Exercise aim: Every record must be copied exactly, from first line to last.

Records to process:
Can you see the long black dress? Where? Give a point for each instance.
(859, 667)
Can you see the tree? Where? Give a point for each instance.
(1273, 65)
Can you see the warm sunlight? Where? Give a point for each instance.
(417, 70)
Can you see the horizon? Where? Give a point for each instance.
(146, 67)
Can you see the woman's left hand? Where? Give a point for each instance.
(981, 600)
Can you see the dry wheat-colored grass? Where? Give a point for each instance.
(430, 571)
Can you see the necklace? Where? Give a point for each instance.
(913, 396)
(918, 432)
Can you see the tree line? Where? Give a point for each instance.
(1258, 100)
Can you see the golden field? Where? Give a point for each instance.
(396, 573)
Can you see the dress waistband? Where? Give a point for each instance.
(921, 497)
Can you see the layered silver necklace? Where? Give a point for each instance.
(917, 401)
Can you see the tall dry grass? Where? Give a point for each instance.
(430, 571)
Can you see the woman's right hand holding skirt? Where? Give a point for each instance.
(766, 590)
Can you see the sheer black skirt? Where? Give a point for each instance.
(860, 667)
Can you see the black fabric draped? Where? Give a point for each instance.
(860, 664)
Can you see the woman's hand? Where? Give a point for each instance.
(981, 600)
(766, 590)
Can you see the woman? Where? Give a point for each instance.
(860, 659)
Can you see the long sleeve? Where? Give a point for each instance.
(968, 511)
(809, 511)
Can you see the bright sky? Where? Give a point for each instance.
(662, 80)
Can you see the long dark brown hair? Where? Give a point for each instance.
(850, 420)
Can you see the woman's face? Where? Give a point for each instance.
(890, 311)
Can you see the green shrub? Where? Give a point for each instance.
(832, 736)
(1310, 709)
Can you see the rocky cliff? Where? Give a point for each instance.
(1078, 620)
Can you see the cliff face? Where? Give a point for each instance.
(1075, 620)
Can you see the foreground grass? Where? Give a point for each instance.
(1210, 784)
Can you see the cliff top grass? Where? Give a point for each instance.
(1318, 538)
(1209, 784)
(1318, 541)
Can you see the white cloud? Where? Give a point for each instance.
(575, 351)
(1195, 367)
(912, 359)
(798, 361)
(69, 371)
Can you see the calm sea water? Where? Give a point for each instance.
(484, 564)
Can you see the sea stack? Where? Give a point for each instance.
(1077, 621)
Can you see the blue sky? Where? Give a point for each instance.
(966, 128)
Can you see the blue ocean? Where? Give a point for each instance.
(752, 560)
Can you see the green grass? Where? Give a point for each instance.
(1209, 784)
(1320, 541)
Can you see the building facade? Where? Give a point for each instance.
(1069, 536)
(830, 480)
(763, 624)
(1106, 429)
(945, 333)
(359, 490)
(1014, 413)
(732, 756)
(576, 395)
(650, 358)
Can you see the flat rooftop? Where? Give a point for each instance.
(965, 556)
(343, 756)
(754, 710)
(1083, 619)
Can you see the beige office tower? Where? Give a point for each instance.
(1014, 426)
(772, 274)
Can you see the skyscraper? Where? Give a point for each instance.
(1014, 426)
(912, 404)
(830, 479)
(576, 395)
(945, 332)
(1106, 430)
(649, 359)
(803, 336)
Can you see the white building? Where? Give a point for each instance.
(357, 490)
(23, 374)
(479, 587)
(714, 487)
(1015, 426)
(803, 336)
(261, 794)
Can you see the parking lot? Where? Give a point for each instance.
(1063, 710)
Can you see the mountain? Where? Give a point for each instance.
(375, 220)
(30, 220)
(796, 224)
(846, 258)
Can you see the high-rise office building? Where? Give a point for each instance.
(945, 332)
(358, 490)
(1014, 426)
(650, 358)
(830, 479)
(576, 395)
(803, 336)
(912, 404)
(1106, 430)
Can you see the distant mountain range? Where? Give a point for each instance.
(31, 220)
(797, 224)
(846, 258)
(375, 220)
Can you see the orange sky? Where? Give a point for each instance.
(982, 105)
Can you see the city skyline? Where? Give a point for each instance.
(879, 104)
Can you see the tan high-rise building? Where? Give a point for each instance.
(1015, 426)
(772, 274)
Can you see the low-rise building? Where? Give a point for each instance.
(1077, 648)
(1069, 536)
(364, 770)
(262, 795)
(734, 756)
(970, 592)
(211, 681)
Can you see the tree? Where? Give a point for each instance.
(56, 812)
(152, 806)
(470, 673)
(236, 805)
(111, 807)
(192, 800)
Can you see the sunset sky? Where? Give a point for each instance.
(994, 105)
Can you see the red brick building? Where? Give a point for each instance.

Reply:
Can you see the long black dress? Where? Give a point for each instance.
(859, 667)
Can you see the tree? Where? Give a point for each instance.
(1273, 65)
Can you see the warm sunlight? Where? Give a point for each instance.
(417, 70)
Can you see the horizon? Where? Give a point for each instance.
(146, 67)
Can you see the woman's left hand? Where? Give a point for each instance.
(981, 600)
Can you see the dry wheat-colored grass? Where? Give a point for each instance.
(430, 571)
Can you see the necklace? Where? Give a point for each instance.
(913, 396)
(918, 432)
Can you see the tree line? Where? Give a point for each instance.
(1258, 100)
Can you see the golden field? Where? Give a point for each instance.
(396, 573)
Can you see the dress waistband? Where? Give a point for each instance.
(921, 497)
Can you see the layered silver necklace? Where? Give a point for each instance.
(917, 401)
Can you see the tall dry grass? Where? Give a point for each instance.
(430, 571)
Can you see the woman's right hand holding skirt? Where? Give a point for each instance.
(766, 590)
Can you see the sheer black skirt? Where? Give a point for each instance.
(860, 667)
Can you see the black fabric draped? Where? Give a point for each instance.
(860, 664)
Can you see the woman's hand? Where? Give a point for each instance.
(981, 600)
(766, 590)
Can you see the woman? Where? Give a point for each instance.
(860, 659)
Can you see the long sleeve? Where? Give a point for each instance.
(968, 511)
(809, 511)
Can you see the bright sky? Where? Give a point for each instance.
(662, 80)
Can you see the long dark brown hair? Where? Give a point for each instance.
(850, 420)
Can you see the woman's face? Where? Give a point for each instance.
(890, 311)
Can you see the green shrub? Where? Give a point for each instance.
(832, 736)
(1310, 709)
Can you see the rocky cliff? Where? Give a point for each instance.
(1078, 620)
Can you see the cliff face? Where? Give a point for each instance.
(1075, 620)
Can you see the foreground grass? Where? Give a point for each instance.
(1210, 784)
Can you see the cliff top grass? Where? Give a point for each instance.
(1318, 538)
(1209, 784)
(1318, 541)
Can you see the white cloud? Where? Give a point for each instance.
(575, 351)
(1195, 367)
(912, 359)
(798, 361)
(69, 371)
Can you see the calm sea water? Where? Give a point for each instance.
(484, 564)
Can you see the sea stack? Where? Give a point for each instance.
(1077, 621)
Can you see the blue sky? Where? Give a point for each instance.
(966, 128)
Can you see the blue ocean? Where? Give a point for each instance.
(752, 560)
Can you see the green grass? Where? Give a point for each instance.
(1209, 784)
(1320, 541)
Can you see the building facade? Where? Give a point for each instance.
(1069, 536)
(830, 480)
(763, 624)
(1106, 429)
(945, 333)
(359, 490)
(1014, 413)
(732, 756)
(576, 395)
(650, 358)
Can you see the flat rooftop? Where? Give a point for each instance.
(965, 556)
(343, 756)
(754, 710)
(1083, 619)
Can you see the beige office tower? Where? Give a point for each instance.
(1014, 426)
(772, 274)
Can you see the skyscraper? Where? Give a point for each instance.
(1014, 426)
(912, 404)
(830, 479)
(576, 395)
(945, 332)
(1106, 430)
(649, 359)
(803, 336)
Can you see the white building? Where? Give a point for each instance.
(357, 490)
(23, 374)
(479, 587)
(714, 487)
(1015, 426)
(803, 336)
(261, 794)
Can you see the parking lot? Where? Give a point for each instance.
(1063, 710)
Can you see the mountain? Where? Give a point for each instance.
(375, 220)
(30, 220)
(796, 224)
(846, 258)
Can you see the high-rise office building? Where? Give a point for each instance.
(945, 332)
(358, 490)
(1014, 426)
(650, 358)
(830, 479)
(576, 395)
(803, 336)
(912, 404)
(1106, 430)
Can you see the distant mountain range? Where? Give a point for each instance.
(31, 220)
(797, 224)
(846, 258)
(375, 220)
Can you see the orange sky? Where? Give a point for each instance.
(982, 105)
Can you see the city skyline? Where? Give a point for each instance.
(879, 104)
Can you see the tan high-rise building? Where? Give a point for each instance.
(1015, 426)
(772, 274)
Can you see the low-rise building? Where? Give a point for each instance.
(1077, 648)
(1069, 536)
(364, 770)
(262, 795)
(734, 756)
(970, 592)
(211, 681)
Can you see the tree? Where? Give a point for each instance.
(56, 812)
(152, 806)
(470, 673)
(236, 805)
(111, 807)
(192, 800)
Can you see the sunset sky? Where? Give a point for each instance.
(994, 105)
Can you see the red brick building? Where? Give a point for each instance.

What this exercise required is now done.